Num dos eventos da última Bienal do Livro do Rio de Janeiro, Ivana Arruda Leite fez uma divertida revelação ao comentar seu recém-lançado Ao homem que não me quis: se não parasse de mexer nos 18 contos, apressando-se em publicá-los, corria o risco de o livro sumir, tão inclemente ela consegue ser na poda. Brincou ainda com a estupefação de alguns amigos que, conhecendo de antemão as histórias, identificaram na coletânea romances inteiros transmudados milagrosamente em minicontos. Exageros à parte, ela sabe como poucos o quanto pode crescer o texto limado em seus excessos, e, no sentido contrário, o quanto a literatura perde com o supérfluo. Não hesita, pois, em cortar a própria carne, por mais doloroso que possa se tornar esse exercício. O que fica é nada menos que o essencial.
Paulista de Araçatuba, Ivana começou a publicar em 1997, já ultrapassada a barreira mítica dos 40 anos. Ao conto dedicou três dos quatro volumes anteriores ao seu Homem, apelido carinhoso que o livro ganhou da autora. (A exceção é um título infanto-juvenil.) A busca da concisão levou-a sempre ao texto curto, às vezes de única página, e ela agora radicaliza nessa direção ao apresentar 15 minicontos na primeira parte da coletânea; neles está o melhor da nova obra.

(Registros de dados)
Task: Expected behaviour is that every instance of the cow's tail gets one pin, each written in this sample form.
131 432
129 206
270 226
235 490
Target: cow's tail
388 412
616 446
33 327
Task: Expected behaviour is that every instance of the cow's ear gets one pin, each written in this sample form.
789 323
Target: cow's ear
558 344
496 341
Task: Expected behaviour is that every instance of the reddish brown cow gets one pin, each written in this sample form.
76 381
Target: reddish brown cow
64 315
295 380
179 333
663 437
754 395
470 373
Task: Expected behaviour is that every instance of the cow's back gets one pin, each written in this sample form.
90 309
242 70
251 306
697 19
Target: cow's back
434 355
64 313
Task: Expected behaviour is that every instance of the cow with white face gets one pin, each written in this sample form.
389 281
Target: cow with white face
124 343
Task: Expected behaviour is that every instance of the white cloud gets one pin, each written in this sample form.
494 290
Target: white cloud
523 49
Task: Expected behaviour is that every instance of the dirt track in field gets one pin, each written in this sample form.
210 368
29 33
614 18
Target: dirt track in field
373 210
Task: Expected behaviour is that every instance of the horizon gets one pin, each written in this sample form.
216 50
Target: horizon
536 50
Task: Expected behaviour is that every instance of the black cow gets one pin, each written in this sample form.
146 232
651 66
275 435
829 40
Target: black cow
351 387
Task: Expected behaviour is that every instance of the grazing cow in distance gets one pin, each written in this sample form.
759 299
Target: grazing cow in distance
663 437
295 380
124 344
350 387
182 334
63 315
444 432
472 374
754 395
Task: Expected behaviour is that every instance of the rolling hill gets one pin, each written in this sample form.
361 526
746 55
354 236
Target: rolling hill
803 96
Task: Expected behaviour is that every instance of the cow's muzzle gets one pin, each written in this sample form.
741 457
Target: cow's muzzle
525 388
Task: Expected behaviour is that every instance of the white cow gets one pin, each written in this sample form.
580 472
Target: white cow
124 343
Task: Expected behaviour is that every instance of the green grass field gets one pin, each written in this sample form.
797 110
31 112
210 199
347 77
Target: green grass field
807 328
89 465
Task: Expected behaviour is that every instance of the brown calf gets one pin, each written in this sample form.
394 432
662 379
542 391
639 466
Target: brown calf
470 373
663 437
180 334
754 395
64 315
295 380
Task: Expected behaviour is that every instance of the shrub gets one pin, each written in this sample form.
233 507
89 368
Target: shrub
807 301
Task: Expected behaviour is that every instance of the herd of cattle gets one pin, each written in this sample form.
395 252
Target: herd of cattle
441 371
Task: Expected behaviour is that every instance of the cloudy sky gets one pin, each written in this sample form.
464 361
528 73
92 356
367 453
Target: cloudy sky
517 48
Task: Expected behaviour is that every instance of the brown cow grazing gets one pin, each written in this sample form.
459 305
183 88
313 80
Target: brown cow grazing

- [Tarefas a realizar]:
a) Segundo o texto sobre Ivana Arruda Leite, por que a autora precisou apressar a publicação dos 18 contos? Responda em uma a três frases.
b) De acordo com o texto sobre Ivana Arruda Leite, em que ano ela começou a publicar?
c) Transcreva o trecho do texto sobre Ivana Arruda Leite que vai de "Paulista de Araçatuba, Ivana" até "da nova obra.".

- [Tarefas resolvidas]:
a) Se não parasse de mexer nos 18 contos, ela corria o risco de o livro sumir, tão inclemente consegue ser na poda.

b) Em 1997.

c)
Paulista de Araçatuba, Ivana começou a publicar em 1997, já ultrapassada a barreira mítica dos 40 anos. Ao conto dedicou três dos quatro volumes anteriores ao seu Homem, apelido carinhoso que o livro ganhou da autora. (A exceção é um título infanto-juvenil.) A busca da concisão levou-a sempre ao texto curto, às vezes de única página, e ela agora radicaliza nessa direção ao apresentar 15 minicontos na primeira parte da coletânea; neles está o melhor da nova obra.